**PAGE EXCERPT**
⟨

Michael Crumsho takes a long walk down a short memory lane with a few of his favorite things from 2005.
Assorted Skullduggery (Michael Crumsho)
2005? Not a good look by any means. But this annual began to redeem itself in the past few months (for me, anyway). As Doug Mosurak pointed out, the two of us have started wrecking decks together (sometimes literally, even), and alongside my friends Jeff and John I've plumbed the depths of playing dancers for the townie masses at some of the finest dive bars Brooklyn has to offer. I made some new friends, reconnected with some old ones, found a few moments of peace in my life, and most importantly, got up off my lazy duff in an effort to make things happen and found that there was actually a response. I can't lie - things in Sunset Park have been in flux all year round. Near brothers to me have left, and the paths my friends' lives will travel have started to take shape. Misfortune? We've all had our share. But we're still here. Mark my words - 2006 will be a year to pop like no other. Just you wait. For all its ups and downs, the two-double-oh-five had quite a few records to keep me going no matter what the outlook was (and the magic eight ball was usually telling me to ask again later). Honestly, I couldn't even rank this if I tried.
Antony and the Johnsons - I Am A Bird Now (Secretly Canadian)
Antony's first record played too much like a drama kid run amok in the band room to listen to more than a few times. But here? These torch songs tone down the histrionics and focus on what really matters - a beautiful voice, sublime arrangements, and his woeful tales. Gender trouble never sounded so damn good. Eat your heart out, Judith Butler.
Jack Rose - Kensington Blues (VHF)
Rose's technique took a quantum leap forward on this record, and everything he has to offer came together seamlessly. He covers Fahey as a talisman here and simply uses that influence as a jump off into bigger and better things. Delta blues, extended extrapolations - all beautiful, simple as that.

⟩

**RECORDS SHOWN**

⟨

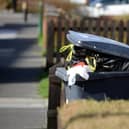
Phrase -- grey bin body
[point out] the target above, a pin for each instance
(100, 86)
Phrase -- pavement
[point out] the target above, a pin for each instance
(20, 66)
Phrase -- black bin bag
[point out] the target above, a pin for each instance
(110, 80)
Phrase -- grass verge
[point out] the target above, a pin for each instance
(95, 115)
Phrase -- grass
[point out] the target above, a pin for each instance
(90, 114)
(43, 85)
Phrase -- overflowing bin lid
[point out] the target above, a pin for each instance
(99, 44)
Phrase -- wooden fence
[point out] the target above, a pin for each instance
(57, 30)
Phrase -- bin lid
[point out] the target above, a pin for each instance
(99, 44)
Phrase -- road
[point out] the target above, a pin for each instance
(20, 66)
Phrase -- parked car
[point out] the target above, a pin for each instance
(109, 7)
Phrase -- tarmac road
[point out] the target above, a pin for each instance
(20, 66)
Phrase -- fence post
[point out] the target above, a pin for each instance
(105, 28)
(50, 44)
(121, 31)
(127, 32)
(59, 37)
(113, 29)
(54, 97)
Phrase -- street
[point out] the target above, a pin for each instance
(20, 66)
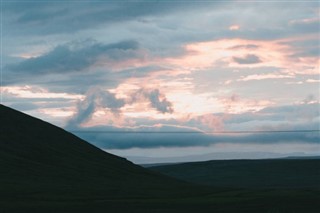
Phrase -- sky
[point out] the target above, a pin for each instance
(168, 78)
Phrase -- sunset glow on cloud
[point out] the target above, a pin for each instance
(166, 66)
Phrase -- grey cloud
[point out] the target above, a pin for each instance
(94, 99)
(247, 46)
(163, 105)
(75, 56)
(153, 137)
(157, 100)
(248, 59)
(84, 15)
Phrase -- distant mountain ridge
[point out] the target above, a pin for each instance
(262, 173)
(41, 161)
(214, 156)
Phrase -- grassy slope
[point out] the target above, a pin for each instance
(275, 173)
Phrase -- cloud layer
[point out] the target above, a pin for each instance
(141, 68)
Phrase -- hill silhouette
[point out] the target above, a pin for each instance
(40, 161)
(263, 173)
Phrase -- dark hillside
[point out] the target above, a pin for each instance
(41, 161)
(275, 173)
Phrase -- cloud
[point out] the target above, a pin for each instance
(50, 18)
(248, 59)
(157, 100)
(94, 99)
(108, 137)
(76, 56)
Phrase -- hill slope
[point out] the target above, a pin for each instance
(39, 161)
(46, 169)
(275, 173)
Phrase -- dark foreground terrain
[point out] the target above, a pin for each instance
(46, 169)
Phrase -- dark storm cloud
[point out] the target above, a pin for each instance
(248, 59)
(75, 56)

⟩
⟨

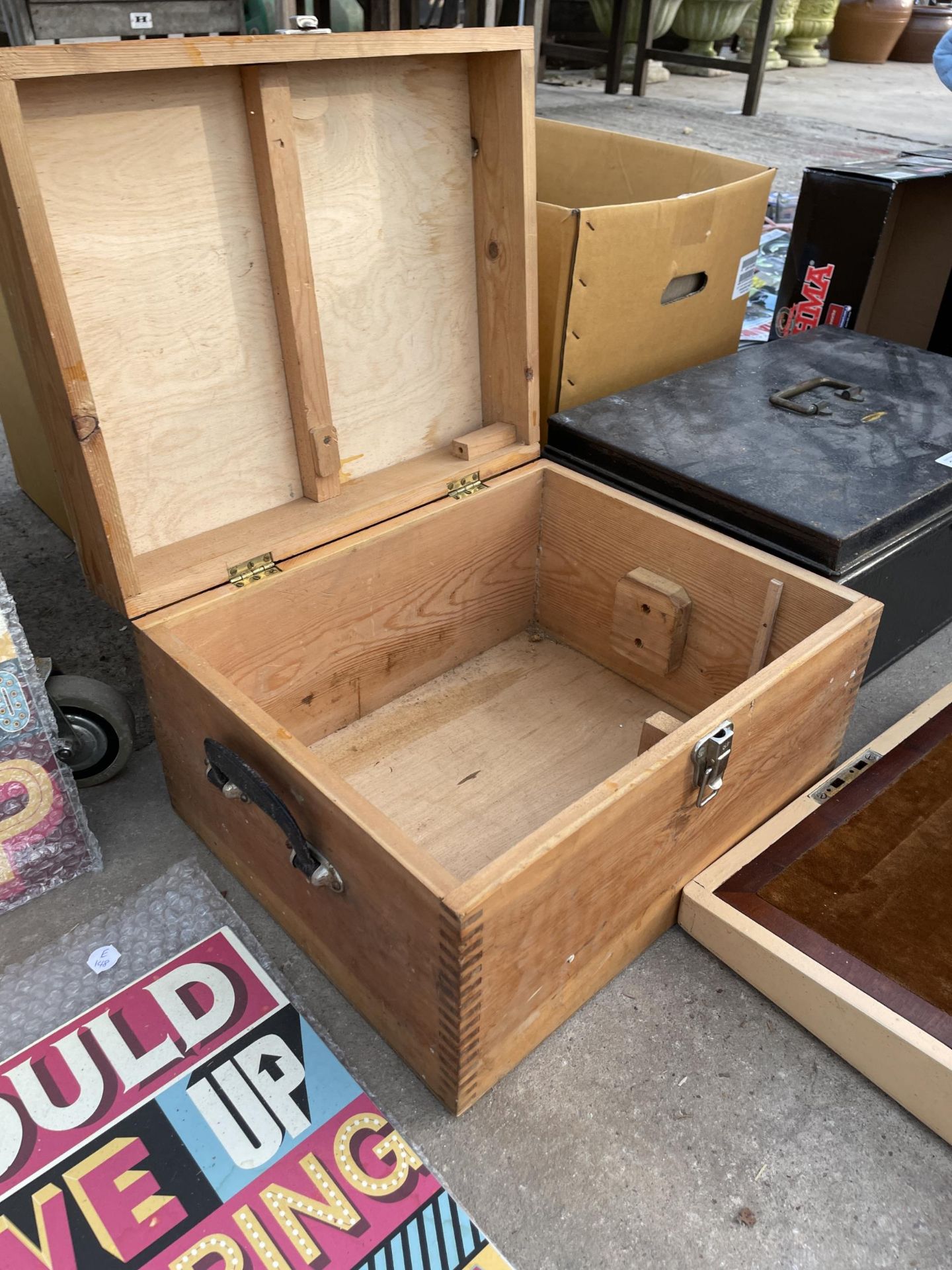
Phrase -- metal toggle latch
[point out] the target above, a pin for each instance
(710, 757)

⟩

**TASKS**
(1) Transcribe the passage of the year-end music list between "Antony's first record" and "simple as that.", inclusive.
(2) Find every line in the rows that contains the string "cloud", and copy each one.

**COMPLETE ANSWERS**
(1)
Antony's first record played too much like a drama kid run amok in the band room to listen to more than a few times. But here? These torch songs tone down the histrionics and focus on what really matters - a beautiful voice, sublime arrangements, and his woeful tales. Gender trouble never sounded so damn good. Eat your heart out, Judith Butler.
Jack Rose - Kensington Blues (VHF)
Rose's technique took a quantum leap forward on this record, and everything he has to offer came together seamlessly. He covers Fahey as a talisman here and simply uses that influence as a jump off into bigger and better things. Delta blues, extended extrapolations - all beautiful, simple as that.

(2)
Phrase -- sunset glow on cloud
Phrase -- grey cloud
Phrase -- cloud layer
Phrase -- cloud
Phrase -- dark storm cloud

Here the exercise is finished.